**Trecho do texto:**
┌──

Produção ecológica vai além do arroz
Filho de um pequeno agricultor da cidade gaúcha de Iraí, engajado política e ideologicamente, e de uma militante que lutou pelo direito à maternidade e à aposentadoria das agricultoras, Huli Marcos Zang cresceu durante a Revolução Verde que incentivava a compra de sementes híbridas e fertilizantes químicos de multinacionais.
Foto: Leonardo Savaris
A família se uniu ao MST recém-criado e participou da histórica ocupação da Fazenda Annoni, em Pontão (RS), em 1985. Quando concluiu os estudos do 2º grau, aos 17 anos, sem condições de cursar uma faculdade, juntou-se definitivamente ao movimento em ocupações de áreas improdutivas pelo Estado. Foi assim que conheceu Roseli Canzarolli, descendente de italianos que trabalhavam no interior de São Paulo, em uma lavoura de café, até a crise que fez a família perder sua terra em dívidas com o banco.
Estudante de Medicina Veterinária em Pelotas, no período de férias da faculdade, Roseli acompanha o trabalho das agroindústrias da Cooperativa no assentamento Filhos de Sepé, em Viamão. O assentamento tem 9.600 hectares onde vivem 376 famílias. Destas, 145 são de produtores de arroz orgânico, cultivado em 1.350 hectares. O resto do terreno é usado para gado de leite e corte, hortas e pomares. É possível cultivar até 1.600 hectares dentro dos limites estipulados para a proteção do banhado. Isso porque o Filhos de Sepé está localizado em uma Área de Preservação Permanente. Dentro do assentamento fica o Refúgio da Vida Silvestre Banhado dos Pachecos, uma Unidade de Conservação de Proteção Integral. “Aqui existem mais de 200 espécies de aves, jacaré do papo amarelo e cervo do pantanal”, descreve Zang. Um Termo de Ajuste de Conduta feito pelo Ministério Público determinou que não se pode cultivar arroz convencional naquela área. A estimativa para a safra 2013/2014 é de chegar a uma produção de 120 mil sacas do cereal no assentamento, colocando o Rio Grande do Sul entre os maiores produtores de arroz orgânico do país.

└──

**Enunciado 1:** Reescreva o trecho sobre a produção ecológica, tudo desde "Produção ecológica vai" até "químicos de multinacionais.", substituindo "Revolução Verde" por "Revolução Agrícola".
**Enunciado 2:** Dê continuidade ao texto sobre a produção ecológica no assentamento Filhos de Sepé, a partir da última frase apresentada.

**Itens de dados:**
┌──

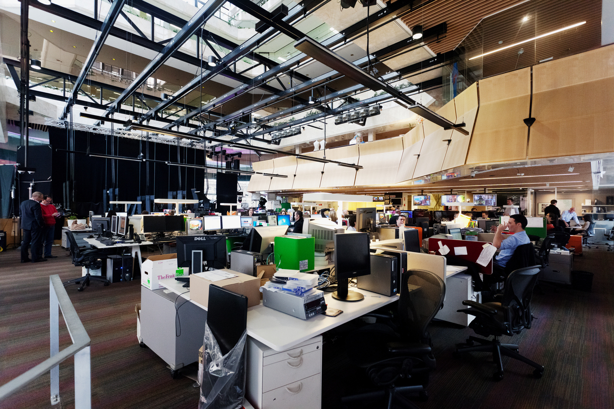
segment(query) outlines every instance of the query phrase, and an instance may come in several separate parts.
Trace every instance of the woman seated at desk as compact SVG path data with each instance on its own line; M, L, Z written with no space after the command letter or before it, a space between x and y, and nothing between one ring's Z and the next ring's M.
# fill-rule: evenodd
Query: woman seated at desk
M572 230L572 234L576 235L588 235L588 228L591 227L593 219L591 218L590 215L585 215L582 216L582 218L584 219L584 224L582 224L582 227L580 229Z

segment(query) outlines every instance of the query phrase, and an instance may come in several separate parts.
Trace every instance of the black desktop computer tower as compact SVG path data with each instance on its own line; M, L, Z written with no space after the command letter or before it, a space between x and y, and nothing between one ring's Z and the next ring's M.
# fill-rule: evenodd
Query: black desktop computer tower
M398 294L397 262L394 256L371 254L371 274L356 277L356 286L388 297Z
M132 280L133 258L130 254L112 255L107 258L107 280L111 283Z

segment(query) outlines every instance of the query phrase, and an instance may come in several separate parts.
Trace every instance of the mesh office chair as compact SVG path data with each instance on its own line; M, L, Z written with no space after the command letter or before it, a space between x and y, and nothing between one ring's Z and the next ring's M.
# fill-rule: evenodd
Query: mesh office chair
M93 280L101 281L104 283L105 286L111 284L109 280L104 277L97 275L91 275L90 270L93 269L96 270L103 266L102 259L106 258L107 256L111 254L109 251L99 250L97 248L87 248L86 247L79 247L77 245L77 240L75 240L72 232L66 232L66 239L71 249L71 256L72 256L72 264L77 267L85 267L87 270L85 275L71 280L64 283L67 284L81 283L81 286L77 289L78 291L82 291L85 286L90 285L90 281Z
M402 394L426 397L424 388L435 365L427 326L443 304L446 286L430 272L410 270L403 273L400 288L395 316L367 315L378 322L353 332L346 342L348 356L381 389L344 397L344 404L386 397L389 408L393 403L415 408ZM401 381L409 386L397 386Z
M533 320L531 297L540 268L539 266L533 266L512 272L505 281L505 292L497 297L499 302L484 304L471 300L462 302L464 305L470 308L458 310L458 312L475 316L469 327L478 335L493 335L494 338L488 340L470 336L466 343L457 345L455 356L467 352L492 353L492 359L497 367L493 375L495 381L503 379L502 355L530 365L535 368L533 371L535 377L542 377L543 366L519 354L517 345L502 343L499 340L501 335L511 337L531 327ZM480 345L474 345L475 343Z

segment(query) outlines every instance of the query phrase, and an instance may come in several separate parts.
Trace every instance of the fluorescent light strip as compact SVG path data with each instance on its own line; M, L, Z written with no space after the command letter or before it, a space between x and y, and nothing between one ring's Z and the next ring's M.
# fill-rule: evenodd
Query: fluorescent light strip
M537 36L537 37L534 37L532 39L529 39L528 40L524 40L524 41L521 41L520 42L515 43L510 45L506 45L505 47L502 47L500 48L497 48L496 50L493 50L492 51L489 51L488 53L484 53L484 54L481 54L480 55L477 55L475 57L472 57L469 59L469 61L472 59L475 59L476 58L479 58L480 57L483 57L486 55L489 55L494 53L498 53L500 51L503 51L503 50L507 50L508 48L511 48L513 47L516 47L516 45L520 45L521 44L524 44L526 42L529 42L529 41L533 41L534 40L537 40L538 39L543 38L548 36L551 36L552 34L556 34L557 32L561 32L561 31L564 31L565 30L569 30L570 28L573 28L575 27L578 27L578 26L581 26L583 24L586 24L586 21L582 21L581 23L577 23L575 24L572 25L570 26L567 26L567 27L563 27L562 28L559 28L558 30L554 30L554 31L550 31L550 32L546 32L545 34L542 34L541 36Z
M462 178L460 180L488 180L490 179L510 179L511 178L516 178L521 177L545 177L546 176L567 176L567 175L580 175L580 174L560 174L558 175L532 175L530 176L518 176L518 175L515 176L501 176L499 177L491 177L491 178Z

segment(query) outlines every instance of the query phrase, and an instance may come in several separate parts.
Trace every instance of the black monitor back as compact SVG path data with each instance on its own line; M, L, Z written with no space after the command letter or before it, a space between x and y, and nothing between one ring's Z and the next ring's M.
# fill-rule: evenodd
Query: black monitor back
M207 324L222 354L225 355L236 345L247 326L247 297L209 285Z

└──

**Resposta do exercício 1:**
Produção ecológica vai além do arroz
Filho de um pequeno agricultor da cidade gaúcha de Iraí, engajado política e ideologicamente, e de uma militante que lutou pelo direito à maternidade e à aposentadoria das agricultoras, Huli Marcos Zang cresceu durante a Revolução Agrícola que incentivava a compra de sementes híbridas e fertilizantes químicos de multinacionais.

**Resposta do exercício 2:**
Roseli se emociona ao falar do futuro, sentada no escritório onde funciona a padaria da agroindústria que ajudou a criar. O cheiro de pão, cucas e biscoitos caseiros saindo do forno enche o ambiente enquanto ela descreve como a Agroindústria de Panifícios surgiu para complementar a renda de mulheres que tinham de trabalhar como diaristas em casas da cidade, durante o período de seca ou quando não havia produção.
Tímida e sorridente, Ines Bottini Pinto foi uma das beneficiadas. Antes de botar a mão literalmente na massa, ela tinha crises de pressão alta e tomava antidepressivos. “Sempre trabalhei na lavoura, mas ganhava pouco. Agora trabalho das 5h às 11h na padaria e depois vou para a lavoura. Só não saio cantarolando cedo de manhã para não acordar os vizinhos”, avisa, divertida. Aos 47 anos, com quatro filhos, conta que parou com os antidepressivos e que com o dinheiro extra conseguiu comprar o que queria: máquina de lavar roupa, forno de micro-ondas, cobertor, mesa com cadeiras, panelas. “Sei que lá na escola vão comer nossos produtos. Não tem dinheiro que pague isso. A sociedade nos vê de um jeito diferente”, diz Ines. Dos sonhos que cultiva ainda falta o de voltar a estudar. Tem tempo, acredita. Afinal, sua mãe aprendeu a ler e a escrever aos 68 anos.